_Dataset content_

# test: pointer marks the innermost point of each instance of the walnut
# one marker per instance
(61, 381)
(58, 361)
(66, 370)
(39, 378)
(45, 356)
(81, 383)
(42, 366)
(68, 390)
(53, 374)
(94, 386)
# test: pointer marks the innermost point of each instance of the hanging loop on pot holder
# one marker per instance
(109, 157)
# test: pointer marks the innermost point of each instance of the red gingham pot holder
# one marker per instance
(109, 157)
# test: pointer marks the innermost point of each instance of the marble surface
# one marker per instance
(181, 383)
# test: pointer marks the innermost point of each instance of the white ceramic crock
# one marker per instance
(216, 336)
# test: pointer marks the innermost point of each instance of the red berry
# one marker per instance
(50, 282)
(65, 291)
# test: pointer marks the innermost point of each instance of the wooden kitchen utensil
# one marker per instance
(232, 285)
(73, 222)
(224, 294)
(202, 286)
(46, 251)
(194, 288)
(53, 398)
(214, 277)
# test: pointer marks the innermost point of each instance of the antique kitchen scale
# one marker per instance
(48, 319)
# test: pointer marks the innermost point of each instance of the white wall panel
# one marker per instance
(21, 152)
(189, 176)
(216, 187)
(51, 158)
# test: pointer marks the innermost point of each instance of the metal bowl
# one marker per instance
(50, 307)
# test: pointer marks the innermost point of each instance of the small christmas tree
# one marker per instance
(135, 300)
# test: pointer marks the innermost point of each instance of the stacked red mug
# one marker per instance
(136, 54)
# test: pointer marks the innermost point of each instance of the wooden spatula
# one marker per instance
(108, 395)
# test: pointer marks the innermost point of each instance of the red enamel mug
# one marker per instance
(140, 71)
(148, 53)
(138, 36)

_Stated task_
Reproduce every entry above verbatim, line for line, keeping each comment line and coordinate pair unchanged and in its original order.

_Complete output_
# test: pointer marks the innermost point of each instance of the walnut
# one marker per instance
(61, 381)
(58, 361)
(66, 370)
(39, 378)
(45, 356)
(81, 383)
(42, 366)
(68, 390)
(53, 374)
(94, 386)
# test: pointer marks the innermost point of each instance of the hanging loop on pot holder
# one marker per instance
(109, 157)
# test: pointer marks the innermost point of each instance of the red gingham pot holder
# one marker per instance
(109, 157)
# test: pointer marks the innermost point of each instance of the marble surface
# one marker per instance
(181, 383)
# test: pointer marks the innermost point of each instance of the white ceramic crock
# one marker per instance
(216, 336)
# test: pointer marks the innermost point of each instance of the red berry
# one marker per instance
(50, 282)
(65, 291)
# test: pointer marks the innermost point of each instance of the wooden kitchen utensil
# one marker per instance
(232, 285)
(73, 222)
(224, 294)
(202, 286)
(46, 251)
(194, 288)
(53, 398)
(214, 277)
# test: pointer marks the innermost point of each instance of the antique kitchen scale
# one marker per instance
(48, 319)
# test: pointer marks the innermost point of each instance of the white wall panel
# one marker per instance
(21, 152)
(189, 176)
(216, 187)
(51, 158)
# test: pointer marks the innermost point of each instance of the metal bowl
# one marker per instance
(50, 307)
# test: pointer marks the innermost point of each instance of the small christmas tree
# one marker per instance
(135, 300)
# test: pointer marks the innermost point of each instance of the stacked red mug
# one marker per instance
(136, 54)
# test: pointer marks the innermost point of each instance of the wooden spatula
# one marker per instance
(108, 395)
# test: pointer marks the innermost point of each instance of the red enamel mug
# one marker per instance
(140, 71)
(148, 53)
(138, 36)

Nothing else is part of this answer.